[Start of EXTRACTED INFORMATION]

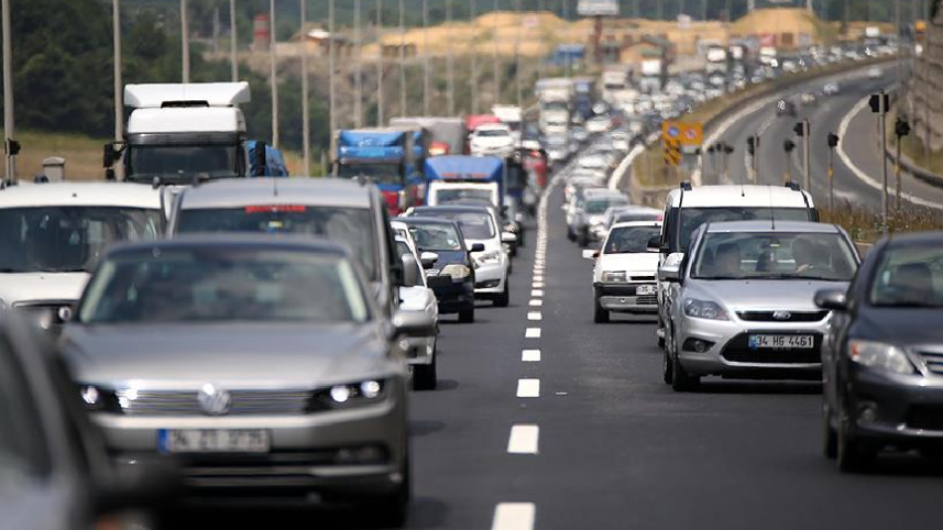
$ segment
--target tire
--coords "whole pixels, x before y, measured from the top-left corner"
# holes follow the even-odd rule
[[[593,297],[593,322],[605,324],[610,321],[610,312],[600,305],[599,297]]]
[[[470,324],[474,322],[474,306],[459,311],[459,322]]]
[[[436,361],[438,354],[432,351],[432,362],[429,364],[419,364],[413,366],[413,389],[414,390],[435,390],[439,384],[439,377],[436,369]]]
[[[494,307],[507,307],[511,303],[511,288],[508,287],[507,278],[504,279],[504,291],[494,297]]]

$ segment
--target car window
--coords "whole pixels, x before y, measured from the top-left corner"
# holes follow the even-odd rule
[[[887,249],[876,268],[870,303],[885,307],[943,306],[943,249]]]

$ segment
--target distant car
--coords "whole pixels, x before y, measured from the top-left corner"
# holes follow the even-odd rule
[[[820,380],[830,313],[813,303],[841,289],[859,263],[832,224],[702,224],[679,264],[658,269],[672,290],[665,318],[665,383],[694,389],[702,376]]]
[[[63,334],[76,401],[114,462],[164,455],[198,496],[316,493],[402,525],[402,344],[435,323],[370,289],[346,247],[307,238],[112,247]]]
[[[825,455],[866,470],[892,446],[943,452],[943,236],[895,234],[851,287],[822,290]]]
[[[613,225],[599,251],[583,251],[595,260],[593,267],[593,322],[610,320],[610,312],[658,311],[658,252],[648,249],[661,233],[658,222],[627,222]]]

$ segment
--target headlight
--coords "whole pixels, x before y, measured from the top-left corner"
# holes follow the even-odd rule
[[[482,252],[478,256],[475,256],[475,261],[481,264],[497,264],[501,263],[501,252],[498,251],[489,251]]]
[[[684,316],[706,320],[730,320],[727,312],[719,303],[693,298],[684,301]]]
[[[346,385],[335,385],[315,393],[311,411],[351,408],[382,401],[386,397],[387,382],[366,379]]]
[[[890,344],[870,341],[851,341],[848,356],[869,368],[886,369],[896,374],[912,374],[913,365],[903,350]]]
[[[453,263],[442,267],[442,275],[449,275],[454,279],[465,279],[471,276],[471,269],[462,264]]]
[[[628,277],[626,276],[625,270],[615,270],[603,273],[603,281],[607,284],[625,284],[628,281]]]

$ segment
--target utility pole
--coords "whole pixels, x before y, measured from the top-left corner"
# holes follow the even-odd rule
[[[235,0],[229,0],[229,56],[232,62],[232,82],[239,80],[239,55],[237,51]]]
[[[353,0],[353,40],[355,41],[357,46],[353,76],[353,125],[355,128],[360,128],[363,124],[363,65],[361,64],[363,46],[360,42],[360,0]]]
[[[383,2],[376,0],[376,126],[383,126]]]
[[[13,51],[10,44],[10,0],[2,0],[3,23],[3,135],[7,152],[7,180],[17,181],[17,153],[20,144],[13,140]]]
[[[311,174],[311,123],[310,109],[308,108],[308,36],[305,25],[308,20],[308,0],[300,0],[301,4],[301,142],[305,144],[301,153],[304,158],[303,175]]]
[[[184,82],[190,82],[190,22],[187,11],[187,0],[180,0],[180,54]]]
[[[272,82],[272,147],[278,148],[278,63],[275,53],[275,0],[268,0],[268,63]]]

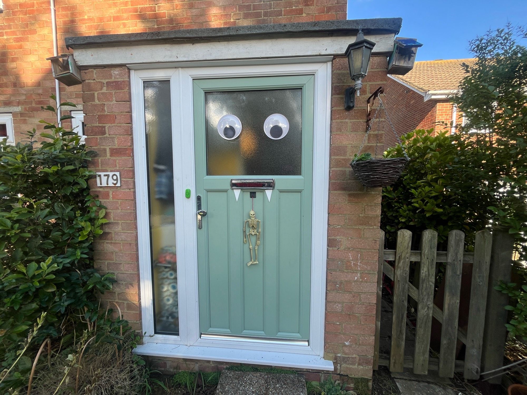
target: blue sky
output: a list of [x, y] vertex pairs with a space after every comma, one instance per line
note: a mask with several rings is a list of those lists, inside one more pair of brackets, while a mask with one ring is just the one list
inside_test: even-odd
[[348, 19], [401, 17], [399, 36], [424, 45], [418, 61], [472, 57], [469, 41], [507, 22], [527, 25], [527, 0], [348, 0]]

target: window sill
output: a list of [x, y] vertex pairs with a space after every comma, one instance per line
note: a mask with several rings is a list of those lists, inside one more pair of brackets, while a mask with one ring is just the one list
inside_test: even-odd
[[134, 353], [152, 357], [199, 359], [287, 368], [333, 370], [333, 362], [319, 355], [289, 352], [253, 351], [219, 347], [168, 344], [149, 342], [138, 345]]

[End of EXTRACTED INFORMATION]

» WHAT THE EXERCISE ASKS: Render the rows from their start through the line containing "[[[470,324],[474,322],[474,306],[459,311],[459,322]]]" as a Markdown table with the columns Row and Text, numbering each line and skipping blank ones. Leave the pictures out of the table.

» COMPLETE OUTPUT:
| Row | Text |
|---|---|
| 1 | $ segment |
| 2 | --target tire |
| 3 | --coords "whole pixels, x before y, measured from the top-left corner" |
| 4 | # holes follow the even-odd rule |
| 5 | [[[593,297],[593,322],[605,324],[610,321],[610,312],[600,305],[599,297]]] |
| 6 | [[[470,324],[474,322],[474,306],[459,311],[459,322]]] |